→ **抜粋本文**
────────────────

私が病院を辞めたわけ その2 ~価値観の崩壊と価値観が変わる大きな出来事

1 10 月, 2011 (06:41) | コラム(ライフスタイル), コラム(介護・福祉・医療)

本日も,昨日に引き続き,「私が病院を辞めたわけ」をお話ししたいと思います.


その前に,本日から10月です.そして,私,新しい職場へと着任.今日は,これから引っ越しをします.また,後程その模様もお伝えできればと思います.


■第二章■ 『価値観の崩壊』


私がソーシャルワーカーになって,今まで幾つかの大きな転機というか,自分の価値観や考え方に大きな影響を与えた出来事って幾つかあるんですね.


その一つが,2001年にアメリカでおこった「9.11」です.同時多発テロです.


この時,無力感というより,自分が信じているものや,価値が全部否定された気がするんです.

────────────────

→ **データ抜粋**

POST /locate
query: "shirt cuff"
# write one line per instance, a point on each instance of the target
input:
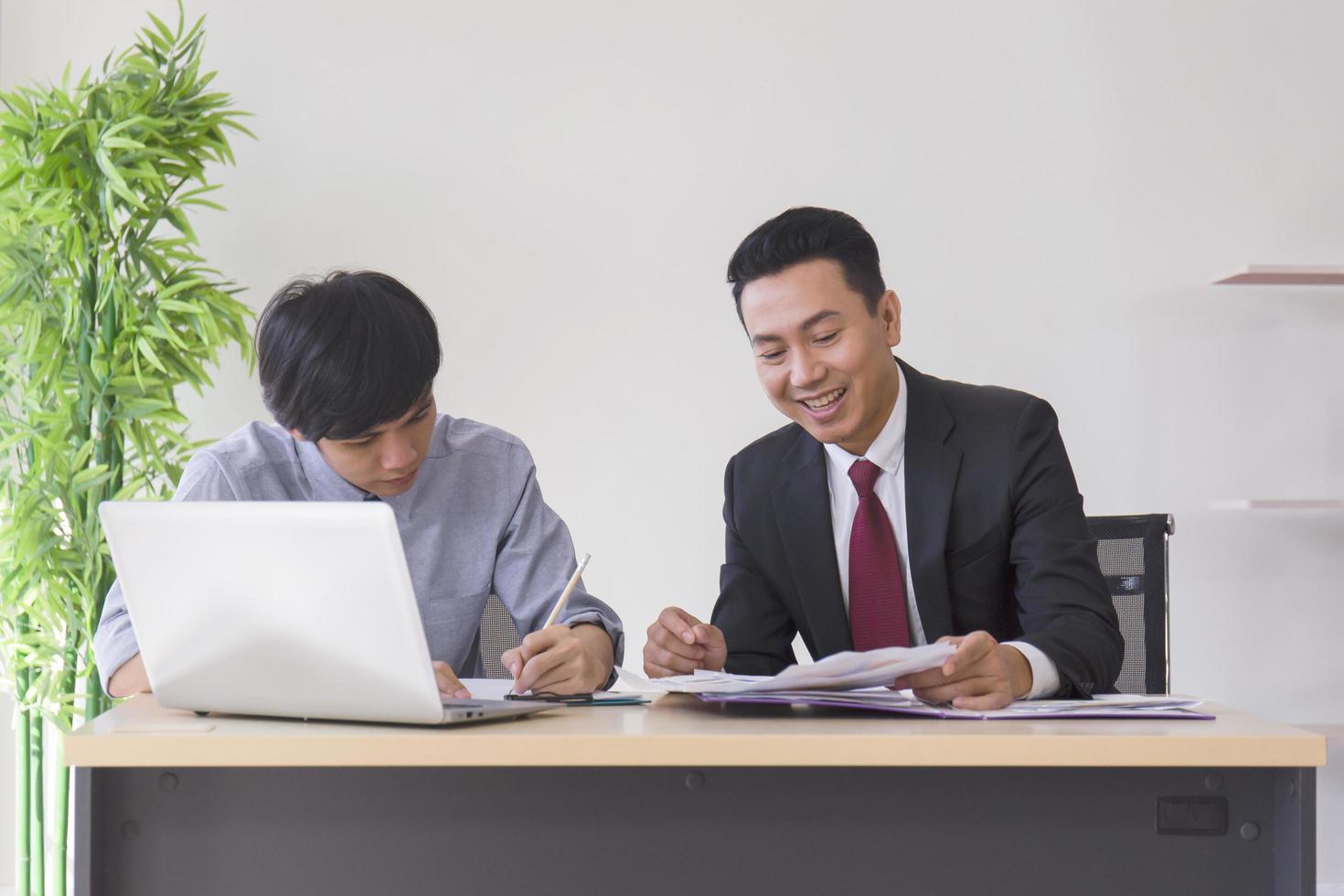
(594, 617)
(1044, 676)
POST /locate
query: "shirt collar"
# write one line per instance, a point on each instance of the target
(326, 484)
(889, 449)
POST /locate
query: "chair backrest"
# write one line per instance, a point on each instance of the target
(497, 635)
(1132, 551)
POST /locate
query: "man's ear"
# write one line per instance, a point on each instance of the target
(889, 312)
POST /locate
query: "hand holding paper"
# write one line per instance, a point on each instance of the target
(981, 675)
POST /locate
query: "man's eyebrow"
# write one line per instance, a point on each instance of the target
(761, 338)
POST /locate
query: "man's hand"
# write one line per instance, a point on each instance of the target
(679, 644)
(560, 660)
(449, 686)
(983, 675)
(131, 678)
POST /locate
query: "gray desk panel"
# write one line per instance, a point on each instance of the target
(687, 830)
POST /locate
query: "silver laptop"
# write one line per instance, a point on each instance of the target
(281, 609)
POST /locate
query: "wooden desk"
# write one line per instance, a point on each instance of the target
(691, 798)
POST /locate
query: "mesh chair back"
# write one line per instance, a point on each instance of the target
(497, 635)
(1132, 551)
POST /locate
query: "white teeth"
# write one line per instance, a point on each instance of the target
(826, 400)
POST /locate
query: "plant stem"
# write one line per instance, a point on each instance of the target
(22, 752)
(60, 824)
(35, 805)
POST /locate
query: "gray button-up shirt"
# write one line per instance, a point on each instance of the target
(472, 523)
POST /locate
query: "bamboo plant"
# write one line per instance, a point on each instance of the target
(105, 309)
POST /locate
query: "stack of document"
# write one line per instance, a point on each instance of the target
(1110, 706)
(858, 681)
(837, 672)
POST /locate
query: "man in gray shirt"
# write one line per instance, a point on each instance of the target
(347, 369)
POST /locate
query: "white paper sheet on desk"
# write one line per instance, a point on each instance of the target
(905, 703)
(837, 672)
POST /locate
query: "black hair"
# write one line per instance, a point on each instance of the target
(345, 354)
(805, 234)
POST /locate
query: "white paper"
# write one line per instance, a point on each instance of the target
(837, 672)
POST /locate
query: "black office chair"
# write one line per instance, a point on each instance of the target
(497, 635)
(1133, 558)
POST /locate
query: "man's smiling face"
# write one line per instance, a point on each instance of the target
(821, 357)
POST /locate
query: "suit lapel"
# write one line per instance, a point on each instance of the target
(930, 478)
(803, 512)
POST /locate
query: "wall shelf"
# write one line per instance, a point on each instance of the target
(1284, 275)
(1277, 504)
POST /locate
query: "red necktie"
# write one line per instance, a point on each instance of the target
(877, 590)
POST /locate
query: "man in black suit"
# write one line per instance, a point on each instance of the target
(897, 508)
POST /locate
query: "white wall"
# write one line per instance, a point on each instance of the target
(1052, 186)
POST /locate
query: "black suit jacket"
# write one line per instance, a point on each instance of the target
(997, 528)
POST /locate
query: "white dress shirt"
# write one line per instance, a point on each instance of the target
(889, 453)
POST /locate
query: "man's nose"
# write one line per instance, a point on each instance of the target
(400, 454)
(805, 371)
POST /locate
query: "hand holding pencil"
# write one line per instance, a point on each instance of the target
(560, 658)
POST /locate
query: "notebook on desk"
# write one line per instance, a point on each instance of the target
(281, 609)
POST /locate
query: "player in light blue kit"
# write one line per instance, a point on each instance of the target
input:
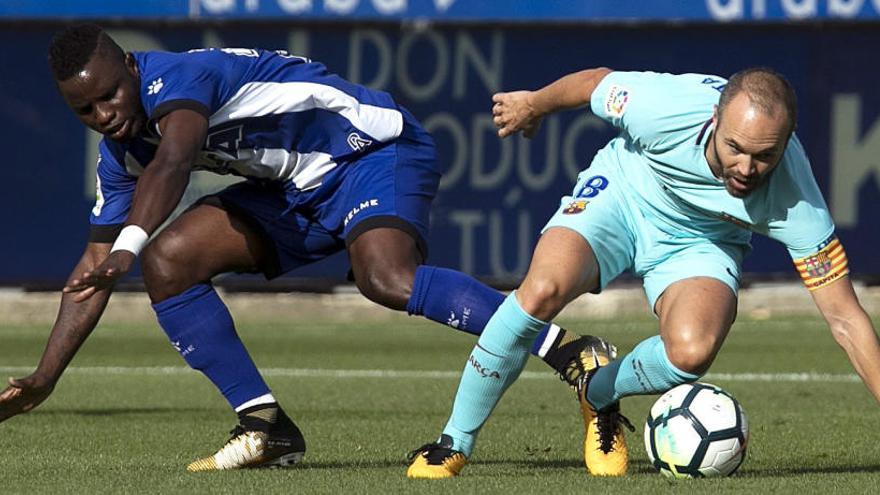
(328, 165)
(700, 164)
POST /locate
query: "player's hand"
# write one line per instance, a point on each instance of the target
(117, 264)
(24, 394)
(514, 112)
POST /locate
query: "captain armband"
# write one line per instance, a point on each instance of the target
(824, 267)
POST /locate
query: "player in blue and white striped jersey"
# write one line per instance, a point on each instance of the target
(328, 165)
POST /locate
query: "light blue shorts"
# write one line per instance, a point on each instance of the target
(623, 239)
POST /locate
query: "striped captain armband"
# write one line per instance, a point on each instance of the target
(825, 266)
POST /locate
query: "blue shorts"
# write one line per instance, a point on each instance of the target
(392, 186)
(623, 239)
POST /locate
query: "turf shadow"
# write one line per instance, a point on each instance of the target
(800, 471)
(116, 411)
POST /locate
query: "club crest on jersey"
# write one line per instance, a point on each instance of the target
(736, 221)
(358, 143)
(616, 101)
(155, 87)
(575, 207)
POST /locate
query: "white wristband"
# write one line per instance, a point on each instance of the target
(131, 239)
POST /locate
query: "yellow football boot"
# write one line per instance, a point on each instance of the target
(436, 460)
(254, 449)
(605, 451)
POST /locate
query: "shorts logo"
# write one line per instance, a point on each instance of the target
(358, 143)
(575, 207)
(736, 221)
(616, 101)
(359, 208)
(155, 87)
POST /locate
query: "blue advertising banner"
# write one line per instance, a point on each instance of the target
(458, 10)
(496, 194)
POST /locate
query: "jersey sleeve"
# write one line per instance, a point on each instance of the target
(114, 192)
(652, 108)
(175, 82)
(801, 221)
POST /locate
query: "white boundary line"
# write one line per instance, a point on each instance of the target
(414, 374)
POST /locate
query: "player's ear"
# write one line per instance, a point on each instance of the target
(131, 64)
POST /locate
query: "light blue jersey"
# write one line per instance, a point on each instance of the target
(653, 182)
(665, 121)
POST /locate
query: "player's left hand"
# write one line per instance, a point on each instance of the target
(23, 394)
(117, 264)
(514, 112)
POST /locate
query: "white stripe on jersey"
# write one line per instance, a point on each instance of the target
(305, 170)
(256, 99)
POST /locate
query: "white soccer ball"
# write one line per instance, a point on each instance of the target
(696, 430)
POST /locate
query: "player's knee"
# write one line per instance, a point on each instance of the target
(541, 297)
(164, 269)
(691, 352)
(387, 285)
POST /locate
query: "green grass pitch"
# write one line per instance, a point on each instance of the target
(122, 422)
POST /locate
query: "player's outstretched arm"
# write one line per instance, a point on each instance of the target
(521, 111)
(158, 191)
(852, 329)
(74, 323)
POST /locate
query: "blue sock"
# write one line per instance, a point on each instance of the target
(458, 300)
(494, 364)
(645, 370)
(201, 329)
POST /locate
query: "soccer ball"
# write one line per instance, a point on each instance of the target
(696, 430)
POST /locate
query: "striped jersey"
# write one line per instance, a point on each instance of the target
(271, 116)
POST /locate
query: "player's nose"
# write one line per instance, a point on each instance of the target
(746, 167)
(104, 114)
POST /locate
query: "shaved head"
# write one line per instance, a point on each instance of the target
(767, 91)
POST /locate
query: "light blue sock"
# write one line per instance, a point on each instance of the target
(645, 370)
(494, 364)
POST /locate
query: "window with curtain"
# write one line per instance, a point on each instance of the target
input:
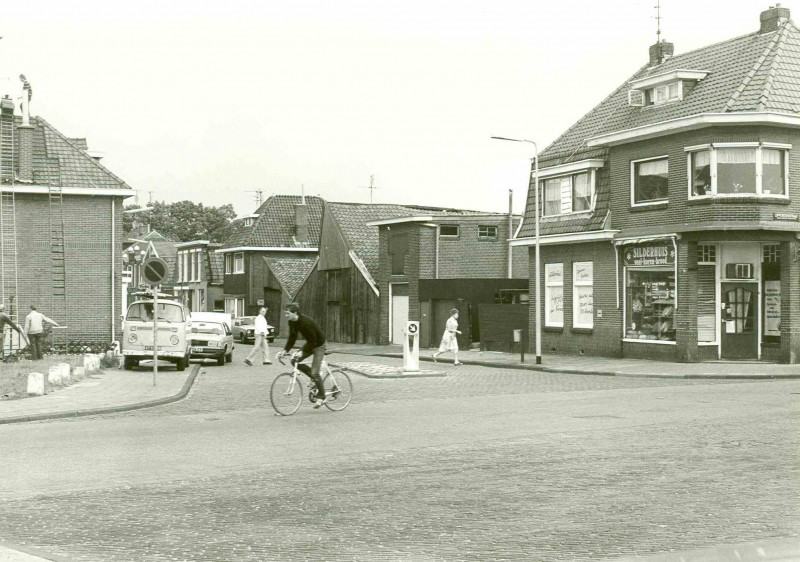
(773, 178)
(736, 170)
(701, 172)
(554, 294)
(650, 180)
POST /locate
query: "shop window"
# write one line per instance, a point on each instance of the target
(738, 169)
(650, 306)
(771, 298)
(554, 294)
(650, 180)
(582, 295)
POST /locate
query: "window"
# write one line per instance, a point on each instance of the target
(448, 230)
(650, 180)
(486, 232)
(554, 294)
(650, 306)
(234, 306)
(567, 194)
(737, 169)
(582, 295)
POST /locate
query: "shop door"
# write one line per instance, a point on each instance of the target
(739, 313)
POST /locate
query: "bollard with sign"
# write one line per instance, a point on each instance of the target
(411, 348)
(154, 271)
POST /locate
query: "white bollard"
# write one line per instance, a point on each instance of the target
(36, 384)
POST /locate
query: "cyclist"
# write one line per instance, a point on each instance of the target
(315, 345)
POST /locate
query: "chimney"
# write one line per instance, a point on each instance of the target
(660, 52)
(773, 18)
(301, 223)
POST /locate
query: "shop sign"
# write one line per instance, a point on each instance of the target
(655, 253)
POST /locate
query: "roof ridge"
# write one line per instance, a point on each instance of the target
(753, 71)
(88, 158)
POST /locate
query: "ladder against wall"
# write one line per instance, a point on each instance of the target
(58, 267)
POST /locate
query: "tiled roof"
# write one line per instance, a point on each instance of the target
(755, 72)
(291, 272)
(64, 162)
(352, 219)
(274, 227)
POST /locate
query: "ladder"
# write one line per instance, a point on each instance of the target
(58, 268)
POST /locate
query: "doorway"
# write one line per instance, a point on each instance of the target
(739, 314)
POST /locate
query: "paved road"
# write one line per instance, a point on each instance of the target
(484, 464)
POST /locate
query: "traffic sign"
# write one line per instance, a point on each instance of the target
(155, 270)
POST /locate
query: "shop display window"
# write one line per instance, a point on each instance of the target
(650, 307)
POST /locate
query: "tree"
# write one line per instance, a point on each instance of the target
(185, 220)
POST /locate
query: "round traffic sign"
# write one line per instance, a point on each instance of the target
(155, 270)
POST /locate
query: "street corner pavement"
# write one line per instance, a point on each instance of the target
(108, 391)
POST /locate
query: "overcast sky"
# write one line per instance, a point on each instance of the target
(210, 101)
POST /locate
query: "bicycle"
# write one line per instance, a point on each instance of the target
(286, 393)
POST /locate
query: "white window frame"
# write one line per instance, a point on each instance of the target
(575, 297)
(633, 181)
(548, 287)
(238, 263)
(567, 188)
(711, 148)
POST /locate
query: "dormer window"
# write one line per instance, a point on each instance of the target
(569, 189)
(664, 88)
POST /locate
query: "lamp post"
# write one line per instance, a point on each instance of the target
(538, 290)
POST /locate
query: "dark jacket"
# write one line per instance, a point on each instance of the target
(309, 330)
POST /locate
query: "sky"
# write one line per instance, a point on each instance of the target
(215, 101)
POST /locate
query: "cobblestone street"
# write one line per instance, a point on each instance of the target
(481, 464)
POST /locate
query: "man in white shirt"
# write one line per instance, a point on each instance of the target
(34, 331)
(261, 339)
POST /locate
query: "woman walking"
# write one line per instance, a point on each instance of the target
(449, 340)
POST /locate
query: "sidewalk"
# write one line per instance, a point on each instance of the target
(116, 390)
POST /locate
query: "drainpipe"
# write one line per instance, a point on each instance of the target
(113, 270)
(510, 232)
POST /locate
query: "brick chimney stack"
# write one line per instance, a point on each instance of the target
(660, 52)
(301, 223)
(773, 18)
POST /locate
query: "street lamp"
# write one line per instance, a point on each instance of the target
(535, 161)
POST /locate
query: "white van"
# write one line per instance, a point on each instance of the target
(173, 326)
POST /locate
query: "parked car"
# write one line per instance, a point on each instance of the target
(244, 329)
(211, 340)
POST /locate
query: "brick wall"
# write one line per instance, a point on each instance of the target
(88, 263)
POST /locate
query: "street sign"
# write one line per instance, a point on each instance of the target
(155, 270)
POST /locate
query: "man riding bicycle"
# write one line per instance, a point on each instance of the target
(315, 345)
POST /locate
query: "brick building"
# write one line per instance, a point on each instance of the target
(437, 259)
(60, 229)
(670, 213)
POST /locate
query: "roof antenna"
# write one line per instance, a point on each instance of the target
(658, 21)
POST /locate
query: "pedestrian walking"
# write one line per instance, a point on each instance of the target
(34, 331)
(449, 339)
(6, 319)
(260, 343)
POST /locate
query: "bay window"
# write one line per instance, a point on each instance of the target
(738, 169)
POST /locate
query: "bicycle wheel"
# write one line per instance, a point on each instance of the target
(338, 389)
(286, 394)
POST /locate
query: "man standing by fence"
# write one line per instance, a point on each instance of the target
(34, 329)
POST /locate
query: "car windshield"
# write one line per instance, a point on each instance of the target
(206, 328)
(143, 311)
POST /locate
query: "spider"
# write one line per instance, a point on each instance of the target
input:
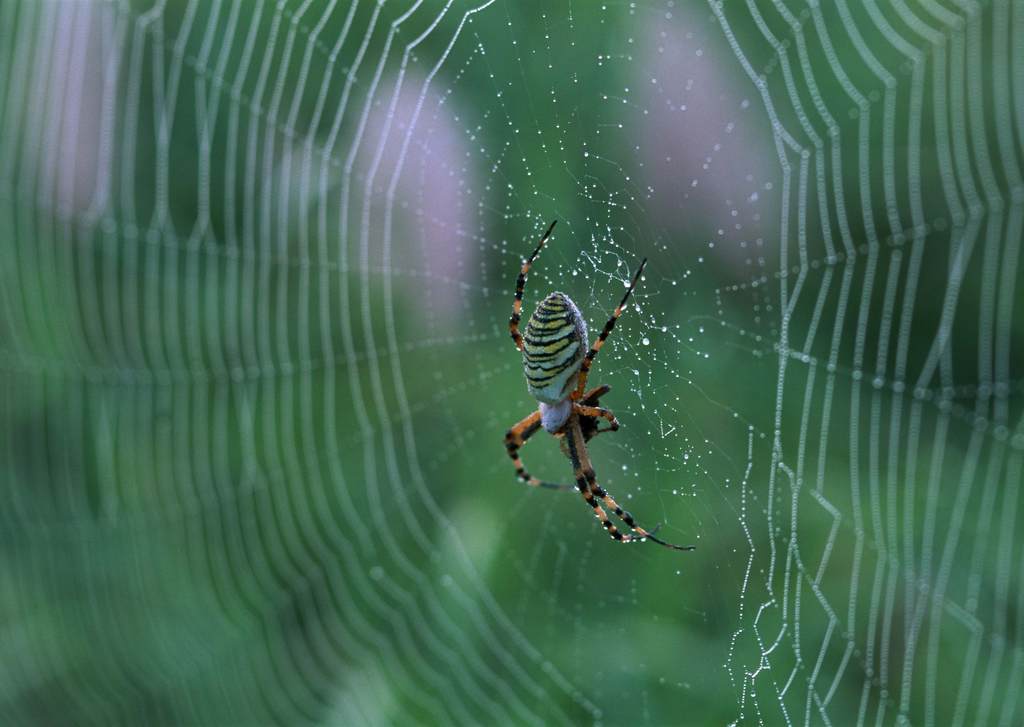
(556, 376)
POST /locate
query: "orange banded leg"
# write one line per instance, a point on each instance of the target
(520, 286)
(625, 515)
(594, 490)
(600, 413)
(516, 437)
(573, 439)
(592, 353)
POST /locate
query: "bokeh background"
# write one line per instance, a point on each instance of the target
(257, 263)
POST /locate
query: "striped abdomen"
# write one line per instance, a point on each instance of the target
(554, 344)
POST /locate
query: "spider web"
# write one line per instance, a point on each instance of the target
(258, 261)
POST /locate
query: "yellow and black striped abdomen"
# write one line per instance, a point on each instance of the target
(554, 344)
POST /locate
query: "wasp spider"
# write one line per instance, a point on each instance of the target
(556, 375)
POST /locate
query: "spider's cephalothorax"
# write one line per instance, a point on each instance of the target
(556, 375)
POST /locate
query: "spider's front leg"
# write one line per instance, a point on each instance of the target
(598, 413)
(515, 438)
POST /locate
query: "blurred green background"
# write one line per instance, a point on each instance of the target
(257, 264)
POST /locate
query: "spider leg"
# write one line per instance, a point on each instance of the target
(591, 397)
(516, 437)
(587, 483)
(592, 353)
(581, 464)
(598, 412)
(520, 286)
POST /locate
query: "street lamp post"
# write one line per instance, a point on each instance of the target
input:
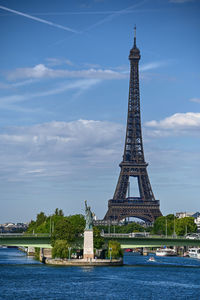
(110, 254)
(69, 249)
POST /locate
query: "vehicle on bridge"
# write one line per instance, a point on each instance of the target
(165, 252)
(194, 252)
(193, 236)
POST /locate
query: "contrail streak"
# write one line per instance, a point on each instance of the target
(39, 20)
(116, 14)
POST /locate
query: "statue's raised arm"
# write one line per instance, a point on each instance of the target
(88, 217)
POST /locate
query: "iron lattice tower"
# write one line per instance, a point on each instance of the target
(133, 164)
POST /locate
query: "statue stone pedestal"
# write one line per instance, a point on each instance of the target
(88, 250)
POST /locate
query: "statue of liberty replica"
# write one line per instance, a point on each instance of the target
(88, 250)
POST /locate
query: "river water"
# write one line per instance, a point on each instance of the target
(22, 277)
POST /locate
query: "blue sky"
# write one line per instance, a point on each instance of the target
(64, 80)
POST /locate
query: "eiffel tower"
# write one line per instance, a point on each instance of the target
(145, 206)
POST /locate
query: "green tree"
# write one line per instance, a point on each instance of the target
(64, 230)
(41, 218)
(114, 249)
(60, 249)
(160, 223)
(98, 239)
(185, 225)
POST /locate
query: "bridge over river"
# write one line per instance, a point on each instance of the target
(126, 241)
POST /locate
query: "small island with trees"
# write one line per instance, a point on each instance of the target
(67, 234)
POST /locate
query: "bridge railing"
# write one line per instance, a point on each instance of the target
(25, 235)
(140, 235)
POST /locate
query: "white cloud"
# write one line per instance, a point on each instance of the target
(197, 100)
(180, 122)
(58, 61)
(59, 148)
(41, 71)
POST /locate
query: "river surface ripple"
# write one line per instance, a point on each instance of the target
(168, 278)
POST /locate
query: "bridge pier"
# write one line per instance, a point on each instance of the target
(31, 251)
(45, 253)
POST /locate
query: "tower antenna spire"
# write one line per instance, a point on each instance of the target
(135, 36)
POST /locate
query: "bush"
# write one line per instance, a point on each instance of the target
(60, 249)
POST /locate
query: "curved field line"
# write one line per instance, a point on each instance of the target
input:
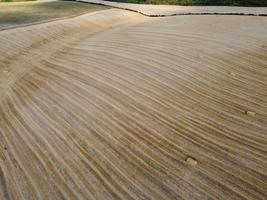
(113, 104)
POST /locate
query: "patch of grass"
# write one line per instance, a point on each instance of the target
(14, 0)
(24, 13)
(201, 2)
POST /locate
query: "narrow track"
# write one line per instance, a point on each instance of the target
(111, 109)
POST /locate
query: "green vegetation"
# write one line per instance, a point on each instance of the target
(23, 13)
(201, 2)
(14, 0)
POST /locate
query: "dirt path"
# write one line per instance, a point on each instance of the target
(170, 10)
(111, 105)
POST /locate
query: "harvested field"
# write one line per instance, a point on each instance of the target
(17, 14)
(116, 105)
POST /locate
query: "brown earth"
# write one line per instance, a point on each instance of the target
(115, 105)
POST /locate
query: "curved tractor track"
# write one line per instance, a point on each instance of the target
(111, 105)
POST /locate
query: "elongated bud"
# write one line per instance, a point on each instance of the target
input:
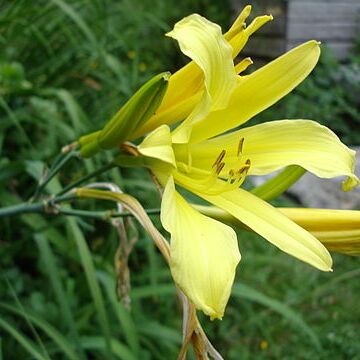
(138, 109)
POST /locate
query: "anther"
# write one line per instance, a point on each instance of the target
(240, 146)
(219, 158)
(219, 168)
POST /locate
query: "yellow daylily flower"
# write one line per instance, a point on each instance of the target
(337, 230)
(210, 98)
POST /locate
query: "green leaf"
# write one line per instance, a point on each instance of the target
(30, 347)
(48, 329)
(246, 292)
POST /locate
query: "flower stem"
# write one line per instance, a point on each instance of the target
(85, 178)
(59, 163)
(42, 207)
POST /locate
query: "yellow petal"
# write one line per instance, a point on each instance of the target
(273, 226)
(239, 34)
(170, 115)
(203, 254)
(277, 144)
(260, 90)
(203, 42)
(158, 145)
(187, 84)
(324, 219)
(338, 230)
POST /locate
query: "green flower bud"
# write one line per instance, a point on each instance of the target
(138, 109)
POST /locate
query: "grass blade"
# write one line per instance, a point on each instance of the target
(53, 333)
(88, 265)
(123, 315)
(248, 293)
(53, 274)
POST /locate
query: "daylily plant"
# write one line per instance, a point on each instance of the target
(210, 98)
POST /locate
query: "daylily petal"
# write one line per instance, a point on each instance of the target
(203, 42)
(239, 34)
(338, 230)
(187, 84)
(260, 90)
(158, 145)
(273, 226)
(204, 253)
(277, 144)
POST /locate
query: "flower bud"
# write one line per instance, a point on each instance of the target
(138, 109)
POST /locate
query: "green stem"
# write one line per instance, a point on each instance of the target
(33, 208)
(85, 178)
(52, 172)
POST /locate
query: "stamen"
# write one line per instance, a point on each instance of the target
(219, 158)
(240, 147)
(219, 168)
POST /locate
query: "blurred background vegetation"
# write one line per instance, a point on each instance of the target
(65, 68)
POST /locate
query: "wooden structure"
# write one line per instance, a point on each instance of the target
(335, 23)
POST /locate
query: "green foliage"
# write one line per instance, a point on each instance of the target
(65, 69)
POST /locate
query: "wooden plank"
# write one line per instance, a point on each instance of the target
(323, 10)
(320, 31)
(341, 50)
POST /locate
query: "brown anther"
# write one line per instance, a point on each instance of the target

────────────────

→ **実施事項**
1/ 次の(a)〜(c)の記述が抜粋本文の内容と一致するかどうかを、「はい」または「いいえ」で答え、判断の根拠となる本文の語句をそのまま引用してください。(a) 筆者は記事を書いた当日に新しい職場へ着任した。(b) 筆者は9.11の際、何よりも無力感を覚えたと述べている。(c) 第二章の題は『価値観の崩壊』である。
2/ 抜粋本文において、筆者が自分の価値観や考え方に大きな影響を与えた出来事の一つとして挙げているものは何ですか。

→ **記述回答**
1/
(a) はい。「本日から10月です.そして,私,新しい職場へと着任.」
(b) いいえ。「無力感というより,自分が信じているものや,価値が全部否定された気がするんです.」
(c) はい。「■第二章■ 『価値観の崩壊』」

2/ 2001年にアメリカでおこった「9.11」、すなわち同時多発テロです。